# start of Given text
FIX-modin-project#7321: Using 'C' engine instead of 'pyarrow' for get…

…ting metadata in 'read_csv' Signed-off-by: Anatoly Myachev <anatoly.myachev@intel.com>
anmyachev · Jun 18, 2024 · c2b184f · c2b184f
1 parent 35298c0
commit c2b184f
Showing 1 changed file with 19 additions and 15 deletions.
diff --git a/modin/core/io/text/text_file_dispatcher.py b/modin/core/io/text/text_file_dispatcher.py
@@ -216,7 +216,7 @@ def partitioned_file(
         newline: bytes = None,
         header_size: int = 0,
         pre_reading: int = 0,
-        read_callback_kw: dict = None,
+        get_metadata_kw: dict = None,
     ):
         """
         Compute chunk sizes in bytes for every partition.
@@ -244,7 +244,7 @@ def partitioned_file(
             Number of rows, that occupied by header.
         pre_reading : int, default: 0
             Number of rows between header and skipped rows, that should be read.
-        read_callback_kw : dict, optional
+        get_metadata_kw : dict, optional
             Keyword arguments for `cls.read_callback` to compute metadata if needed.
             This option is not compatible with `pre_reading!=0`.
 
@@ -255,11 +255,11 @@ def partitioned_file(
                 int : partition start read byte
                 int : partition end read byte
         pandas.DataFrame or None
-            Dataframe from which metadata can be retrieved. Can be None if `read_callback_kw=None`.
+            Dataframe from which metadata can be retrieved. Can be None if `get_metadata_kw=None`.
# end of Given text
## Required work
**A.** Extract the part of the commit diff between "Compute chunk sizes" and "should be read.", inclusive.
**B.** In the commit diff, what new parameter name replaces `read_callback_kw`?
The records after the commit diff are separate material.
# start of Data section
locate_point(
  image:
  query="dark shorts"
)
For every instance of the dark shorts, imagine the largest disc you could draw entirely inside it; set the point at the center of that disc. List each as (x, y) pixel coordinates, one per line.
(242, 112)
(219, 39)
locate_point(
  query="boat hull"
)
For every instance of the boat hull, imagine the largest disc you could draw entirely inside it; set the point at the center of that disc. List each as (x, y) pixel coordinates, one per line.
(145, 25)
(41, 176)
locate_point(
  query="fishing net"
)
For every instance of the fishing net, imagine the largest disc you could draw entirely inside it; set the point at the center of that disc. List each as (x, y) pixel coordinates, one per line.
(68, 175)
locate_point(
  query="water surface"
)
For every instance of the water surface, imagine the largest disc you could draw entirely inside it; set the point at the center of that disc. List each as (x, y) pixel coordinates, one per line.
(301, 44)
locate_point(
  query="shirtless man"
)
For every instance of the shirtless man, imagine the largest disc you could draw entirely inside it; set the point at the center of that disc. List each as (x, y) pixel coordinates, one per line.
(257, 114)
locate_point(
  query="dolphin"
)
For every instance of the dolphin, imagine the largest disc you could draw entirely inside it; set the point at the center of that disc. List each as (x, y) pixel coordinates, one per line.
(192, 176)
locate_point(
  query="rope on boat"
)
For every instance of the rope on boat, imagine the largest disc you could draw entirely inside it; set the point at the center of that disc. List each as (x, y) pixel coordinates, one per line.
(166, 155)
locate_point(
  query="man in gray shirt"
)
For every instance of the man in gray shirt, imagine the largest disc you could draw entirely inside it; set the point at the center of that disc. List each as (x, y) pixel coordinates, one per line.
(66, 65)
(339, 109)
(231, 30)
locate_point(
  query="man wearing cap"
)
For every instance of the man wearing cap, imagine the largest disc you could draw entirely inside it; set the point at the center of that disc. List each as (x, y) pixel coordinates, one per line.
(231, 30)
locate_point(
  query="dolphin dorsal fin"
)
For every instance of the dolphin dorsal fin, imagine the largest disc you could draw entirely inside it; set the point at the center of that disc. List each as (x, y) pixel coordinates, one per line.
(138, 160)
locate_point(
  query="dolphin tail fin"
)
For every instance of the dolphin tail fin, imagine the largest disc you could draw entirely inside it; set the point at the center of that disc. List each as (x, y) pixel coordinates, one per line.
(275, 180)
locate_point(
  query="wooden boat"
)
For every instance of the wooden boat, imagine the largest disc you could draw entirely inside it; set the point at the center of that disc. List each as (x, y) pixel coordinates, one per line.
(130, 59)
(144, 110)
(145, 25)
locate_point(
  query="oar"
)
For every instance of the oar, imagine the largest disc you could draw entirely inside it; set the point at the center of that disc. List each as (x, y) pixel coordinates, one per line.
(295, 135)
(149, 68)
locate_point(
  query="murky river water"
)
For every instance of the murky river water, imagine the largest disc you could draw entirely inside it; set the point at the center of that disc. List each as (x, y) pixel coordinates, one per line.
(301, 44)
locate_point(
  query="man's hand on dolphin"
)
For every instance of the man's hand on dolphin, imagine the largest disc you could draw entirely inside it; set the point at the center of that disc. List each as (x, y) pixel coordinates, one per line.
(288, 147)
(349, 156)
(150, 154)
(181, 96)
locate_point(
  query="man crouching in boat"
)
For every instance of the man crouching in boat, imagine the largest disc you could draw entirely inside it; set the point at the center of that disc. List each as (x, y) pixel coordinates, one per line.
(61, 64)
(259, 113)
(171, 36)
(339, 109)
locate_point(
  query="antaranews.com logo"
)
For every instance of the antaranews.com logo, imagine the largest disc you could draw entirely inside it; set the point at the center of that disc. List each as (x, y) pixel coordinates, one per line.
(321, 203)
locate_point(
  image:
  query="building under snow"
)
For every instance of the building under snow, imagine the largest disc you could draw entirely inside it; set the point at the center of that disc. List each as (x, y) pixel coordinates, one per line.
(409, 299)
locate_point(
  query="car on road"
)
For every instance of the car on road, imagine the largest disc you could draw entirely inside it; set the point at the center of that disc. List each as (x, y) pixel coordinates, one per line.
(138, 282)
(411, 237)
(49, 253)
# end of Data section
## Answers per task
**A.**
Compute chunk sizes in bytes for every partition.
@@ -244,7 +244,7 @@ def partitioned_file(
             Number of rows, that occupied by header.
         pre_reading : int, default: 0
             Number of rows between header and skipped rows, that should be read.

**B.** `get_metadata_kw`